### DOCUMENT TEXT
*** Begin section ***
Enhancing Transformer-Based Rerankers with Synthetic Data and LLM-Based Supervision
This addresses the efficiency bottleneck in search relevance for real-world deployments by reducing reliance on scarce human-labeled data.
The paper tackles the problem of high computational costs in LLM-based document reranking by proposing a pipeline that generates synthetic queries and labels using LLMs to fine-tune smaller transformer models, achieving significant in-domain performance boosts and good out-of-domain generalization on the MedQuAD dataset.
Effective document reranking is essential for improving search relevance across diverse applications. While Large Language Models (LLMs) excel at reranking due to their deep semantic understanding and reasoning, their high computational cost makes them impractical for many real-world deployments. Fine-tuning smaller, task-specific models is a more efficient alternative but typically depends on scarce, manually labeled data. To overcome this, we propose a novel pipeline that eliminates the need for human-labeled query-document pairs. Our method uses LLMs to generate synthetic queries from domain-specific corpora and employs an LLM-based classifier to label positive and hard-negative pairs. This synthetic dataset is then used to fine-tune a smaller transformer model with contrastive learning using Localized Contrastive Estimation (LCE) loss. Experiments on the MedQuAD dataset show that our approach significantly boosts in-domain performance and generalizes well to out-of-domain tasks. By using LLMs for data generation and supervision rather than inference, we reduce computational costs while maintaining strong reranking capabilities.
*** End section ***
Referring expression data
*** Begin section ***
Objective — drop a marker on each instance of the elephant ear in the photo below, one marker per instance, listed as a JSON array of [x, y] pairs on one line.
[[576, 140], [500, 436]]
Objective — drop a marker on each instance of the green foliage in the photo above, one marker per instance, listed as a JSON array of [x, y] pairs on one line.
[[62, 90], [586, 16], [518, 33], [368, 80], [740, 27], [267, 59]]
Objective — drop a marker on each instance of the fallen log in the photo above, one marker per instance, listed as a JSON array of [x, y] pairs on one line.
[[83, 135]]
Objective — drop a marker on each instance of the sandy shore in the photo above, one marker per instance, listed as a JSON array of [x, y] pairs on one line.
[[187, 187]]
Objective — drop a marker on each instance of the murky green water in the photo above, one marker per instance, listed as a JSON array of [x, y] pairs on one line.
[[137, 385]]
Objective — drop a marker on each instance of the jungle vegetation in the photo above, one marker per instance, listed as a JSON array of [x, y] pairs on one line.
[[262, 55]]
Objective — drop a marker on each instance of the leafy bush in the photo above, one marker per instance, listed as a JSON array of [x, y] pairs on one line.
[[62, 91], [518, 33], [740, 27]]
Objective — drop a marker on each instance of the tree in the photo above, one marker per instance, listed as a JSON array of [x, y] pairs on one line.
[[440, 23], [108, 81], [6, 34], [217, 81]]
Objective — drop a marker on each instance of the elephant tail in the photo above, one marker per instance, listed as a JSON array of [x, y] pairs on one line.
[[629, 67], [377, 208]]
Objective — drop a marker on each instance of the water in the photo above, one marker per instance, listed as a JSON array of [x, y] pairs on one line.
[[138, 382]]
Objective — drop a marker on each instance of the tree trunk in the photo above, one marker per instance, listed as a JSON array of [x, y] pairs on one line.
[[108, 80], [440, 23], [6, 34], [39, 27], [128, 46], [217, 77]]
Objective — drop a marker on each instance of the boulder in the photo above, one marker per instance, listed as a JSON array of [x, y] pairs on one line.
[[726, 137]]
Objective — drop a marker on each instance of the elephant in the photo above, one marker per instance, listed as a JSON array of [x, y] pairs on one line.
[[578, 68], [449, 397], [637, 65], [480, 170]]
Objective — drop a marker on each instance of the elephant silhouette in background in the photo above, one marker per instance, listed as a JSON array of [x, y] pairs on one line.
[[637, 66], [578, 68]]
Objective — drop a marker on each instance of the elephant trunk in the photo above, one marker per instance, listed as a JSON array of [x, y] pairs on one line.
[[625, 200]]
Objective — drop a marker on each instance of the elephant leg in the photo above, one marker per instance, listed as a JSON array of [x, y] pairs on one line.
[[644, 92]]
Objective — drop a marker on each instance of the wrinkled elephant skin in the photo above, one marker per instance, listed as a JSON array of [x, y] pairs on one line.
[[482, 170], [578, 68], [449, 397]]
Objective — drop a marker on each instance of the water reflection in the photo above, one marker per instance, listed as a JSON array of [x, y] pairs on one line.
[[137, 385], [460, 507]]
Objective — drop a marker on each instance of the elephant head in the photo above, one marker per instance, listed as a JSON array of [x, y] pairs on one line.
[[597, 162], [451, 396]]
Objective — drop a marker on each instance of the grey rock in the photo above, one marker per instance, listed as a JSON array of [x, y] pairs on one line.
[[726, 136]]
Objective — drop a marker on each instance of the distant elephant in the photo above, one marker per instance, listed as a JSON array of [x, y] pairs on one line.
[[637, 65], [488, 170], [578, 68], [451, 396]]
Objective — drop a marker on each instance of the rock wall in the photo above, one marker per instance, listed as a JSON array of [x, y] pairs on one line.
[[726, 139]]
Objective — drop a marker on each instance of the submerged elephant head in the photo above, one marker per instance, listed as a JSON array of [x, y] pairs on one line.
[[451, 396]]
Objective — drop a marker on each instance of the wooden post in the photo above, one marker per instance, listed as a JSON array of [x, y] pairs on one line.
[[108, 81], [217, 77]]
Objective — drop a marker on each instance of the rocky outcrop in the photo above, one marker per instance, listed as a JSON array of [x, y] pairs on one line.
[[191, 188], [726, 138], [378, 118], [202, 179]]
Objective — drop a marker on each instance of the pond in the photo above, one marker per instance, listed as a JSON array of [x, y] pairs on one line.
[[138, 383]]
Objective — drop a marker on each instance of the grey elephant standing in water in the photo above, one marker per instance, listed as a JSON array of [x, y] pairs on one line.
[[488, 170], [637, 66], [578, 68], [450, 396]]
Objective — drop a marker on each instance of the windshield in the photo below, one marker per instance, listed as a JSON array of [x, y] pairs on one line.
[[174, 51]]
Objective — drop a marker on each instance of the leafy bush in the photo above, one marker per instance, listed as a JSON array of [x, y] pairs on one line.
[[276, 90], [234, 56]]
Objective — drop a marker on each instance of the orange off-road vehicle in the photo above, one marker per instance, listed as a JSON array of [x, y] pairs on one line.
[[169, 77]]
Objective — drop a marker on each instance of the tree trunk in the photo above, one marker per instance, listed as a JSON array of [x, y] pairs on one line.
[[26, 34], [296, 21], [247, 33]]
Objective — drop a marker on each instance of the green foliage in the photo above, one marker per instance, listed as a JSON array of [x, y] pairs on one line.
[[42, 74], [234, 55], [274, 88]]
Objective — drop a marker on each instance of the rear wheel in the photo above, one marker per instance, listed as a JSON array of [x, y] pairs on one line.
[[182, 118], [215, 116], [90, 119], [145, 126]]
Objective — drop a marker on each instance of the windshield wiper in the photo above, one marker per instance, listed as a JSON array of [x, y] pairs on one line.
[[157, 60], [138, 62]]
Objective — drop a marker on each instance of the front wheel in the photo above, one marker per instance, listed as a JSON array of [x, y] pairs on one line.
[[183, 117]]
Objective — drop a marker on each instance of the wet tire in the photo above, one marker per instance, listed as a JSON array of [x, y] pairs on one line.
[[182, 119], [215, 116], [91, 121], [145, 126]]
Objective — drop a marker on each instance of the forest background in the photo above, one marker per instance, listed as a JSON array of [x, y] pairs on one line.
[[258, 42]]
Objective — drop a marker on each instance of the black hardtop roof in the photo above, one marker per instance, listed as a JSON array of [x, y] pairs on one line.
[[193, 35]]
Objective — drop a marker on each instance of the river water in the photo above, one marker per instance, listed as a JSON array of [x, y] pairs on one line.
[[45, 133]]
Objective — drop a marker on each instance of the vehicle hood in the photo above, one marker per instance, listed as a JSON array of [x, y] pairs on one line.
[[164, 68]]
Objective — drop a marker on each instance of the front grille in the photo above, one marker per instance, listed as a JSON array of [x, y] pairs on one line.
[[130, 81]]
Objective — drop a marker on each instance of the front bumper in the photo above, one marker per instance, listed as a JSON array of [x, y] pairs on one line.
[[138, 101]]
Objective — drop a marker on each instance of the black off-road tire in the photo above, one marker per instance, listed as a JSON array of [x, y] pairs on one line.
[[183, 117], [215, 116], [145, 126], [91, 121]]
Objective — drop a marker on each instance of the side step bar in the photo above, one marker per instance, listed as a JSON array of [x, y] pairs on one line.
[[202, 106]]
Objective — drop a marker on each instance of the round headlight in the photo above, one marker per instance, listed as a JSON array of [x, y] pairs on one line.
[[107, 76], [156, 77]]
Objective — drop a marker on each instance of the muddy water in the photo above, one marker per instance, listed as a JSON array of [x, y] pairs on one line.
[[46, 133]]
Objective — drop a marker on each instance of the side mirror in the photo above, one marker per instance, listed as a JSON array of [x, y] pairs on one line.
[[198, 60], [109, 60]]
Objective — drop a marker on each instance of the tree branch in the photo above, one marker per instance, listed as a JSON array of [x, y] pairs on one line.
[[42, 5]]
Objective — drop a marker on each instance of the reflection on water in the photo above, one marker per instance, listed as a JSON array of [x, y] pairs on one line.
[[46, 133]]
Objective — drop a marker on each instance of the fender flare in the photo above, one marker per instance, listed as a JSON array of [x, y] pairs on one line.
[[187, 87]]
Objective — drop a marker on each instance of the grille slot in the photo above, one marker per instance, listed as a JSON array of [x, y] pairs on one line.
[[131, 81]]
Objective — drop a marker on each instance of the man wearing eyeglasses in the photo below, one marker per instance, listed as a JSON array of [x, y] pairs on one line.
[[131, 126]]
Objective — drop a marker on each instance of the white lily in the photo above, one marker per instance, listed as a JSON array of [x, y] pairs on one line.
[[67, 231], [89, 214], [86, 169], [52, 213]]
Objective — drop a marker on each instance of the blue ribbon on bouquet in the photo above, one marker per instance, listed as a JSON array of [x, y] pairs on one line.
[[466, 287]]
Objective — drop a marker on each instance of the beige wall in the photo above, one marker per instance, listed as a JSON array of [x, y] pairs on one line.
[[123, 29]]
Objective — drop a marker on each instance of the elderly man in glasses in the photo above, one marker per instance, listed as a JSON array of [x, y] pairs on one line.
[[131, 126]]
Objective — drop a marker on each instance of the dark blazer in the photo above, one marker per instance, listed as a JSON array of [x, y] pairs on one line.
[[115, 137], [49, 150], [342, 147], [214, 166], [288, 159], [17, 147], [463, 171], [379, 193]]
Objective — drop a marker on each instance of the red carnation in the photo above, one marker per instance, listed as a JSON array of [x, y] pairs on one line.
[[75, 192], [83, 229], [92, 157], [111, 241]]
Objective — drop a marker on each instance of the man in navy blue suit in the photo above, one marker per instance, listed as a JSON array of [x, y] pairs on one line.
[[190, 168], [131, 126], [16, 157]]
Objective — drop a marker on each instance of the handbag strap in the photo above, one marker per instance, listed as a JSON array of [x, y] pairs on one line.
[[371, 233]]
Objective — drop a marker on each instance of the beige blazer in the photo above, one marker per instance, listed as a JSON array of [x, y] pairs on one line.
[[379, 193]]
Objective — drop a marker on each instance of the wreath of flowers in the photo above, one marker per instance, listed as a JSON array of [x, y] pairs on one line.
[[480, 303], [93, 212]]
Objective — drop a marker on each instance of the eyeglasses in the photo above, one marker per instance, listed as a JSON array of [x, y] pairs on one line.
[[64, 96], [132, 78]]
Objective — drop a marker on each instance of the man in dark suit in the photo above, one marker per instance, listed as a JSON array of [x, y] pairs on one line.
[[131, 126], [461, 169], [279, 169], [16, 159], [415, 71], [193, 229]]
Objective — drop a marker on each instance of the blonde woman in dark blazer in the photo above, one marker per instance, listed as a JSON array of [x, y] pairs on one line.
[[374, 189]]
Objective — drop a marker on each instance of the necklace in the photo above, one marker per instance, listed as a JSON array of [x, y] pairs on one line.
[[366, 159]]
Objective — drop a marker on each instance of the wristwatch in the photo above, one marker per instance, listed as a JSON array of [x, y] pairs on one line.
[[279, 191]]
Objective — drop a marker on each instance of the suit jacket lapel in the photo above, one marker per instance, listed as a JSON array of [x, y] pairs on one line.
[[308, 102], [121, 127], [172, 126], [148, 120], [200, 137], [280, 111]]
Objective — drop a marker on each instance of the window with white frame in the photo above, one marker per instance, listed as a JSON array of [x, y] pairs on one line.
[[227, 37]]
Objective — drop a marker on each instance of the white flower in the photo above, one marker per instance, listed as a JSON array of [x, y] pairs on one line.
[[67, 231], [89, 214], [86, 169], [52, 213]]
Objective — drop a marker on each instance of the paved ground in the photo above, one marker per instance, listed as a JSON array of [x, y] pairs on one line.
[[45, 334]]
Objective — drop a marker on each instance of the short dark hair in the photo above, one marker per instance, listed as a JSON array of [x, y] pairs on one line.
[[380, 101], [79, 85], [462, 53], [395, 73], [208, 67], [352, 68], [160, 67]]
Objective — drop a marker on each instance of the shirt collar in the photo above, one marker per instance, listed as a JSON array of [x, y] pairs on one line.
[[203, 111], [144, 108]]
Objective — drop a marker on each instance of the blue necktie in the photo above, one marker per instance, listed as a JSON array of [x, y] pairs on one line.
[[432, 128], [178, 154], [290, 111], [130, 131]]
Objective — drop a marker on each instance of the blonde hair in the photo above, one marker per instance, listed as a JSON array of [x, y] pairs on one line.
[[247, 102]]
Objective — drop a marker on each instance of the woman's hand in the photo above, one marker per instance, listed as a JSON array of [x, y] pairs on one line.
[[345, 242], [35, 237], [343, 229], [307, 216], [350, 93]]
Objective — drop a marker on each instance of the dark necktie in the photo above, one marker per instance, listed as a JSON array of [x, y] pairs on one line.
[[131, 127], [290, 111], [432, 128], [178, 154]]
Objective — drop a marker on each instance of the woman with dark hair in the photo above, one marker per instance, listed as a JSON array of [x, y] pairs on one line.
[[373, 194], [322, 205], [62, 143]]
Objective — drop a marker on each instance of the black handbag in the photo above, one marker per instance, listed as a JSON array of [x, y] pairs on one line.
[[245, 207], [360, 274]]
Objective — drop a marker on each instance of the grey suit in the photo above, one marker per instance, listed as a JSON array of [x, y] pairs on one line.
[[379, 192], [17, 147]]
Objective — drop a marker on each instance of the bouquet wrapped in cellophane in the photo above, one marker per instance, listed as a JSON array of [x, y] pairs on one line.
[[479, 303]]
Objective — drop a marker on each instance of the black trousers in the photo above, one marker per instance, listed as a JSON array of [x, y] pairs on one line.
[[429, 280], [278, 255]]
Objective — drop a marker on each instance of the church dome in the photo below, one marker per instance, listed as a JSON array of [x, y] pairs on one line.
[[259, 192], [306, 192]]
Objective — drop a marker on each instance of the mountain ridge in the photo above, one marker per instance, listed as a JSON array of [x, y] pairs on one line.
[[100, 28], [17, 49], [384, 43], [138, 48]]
*** End section ***
### TASK DIRECTIONS
Extract the passage of the paper summary between "Enhancing Transformer-Based Rerankers" and "scarce human-labeled data.", inclusive.

### EXERCISE SOLUTION
Enhancing Transformer-Based Rerankers with Synthetic Data and LLM-Based Supervision
This addresses the efficiency bottleneck in search relevance for real-world deployments by reducing reliance on scarce human-labeled data.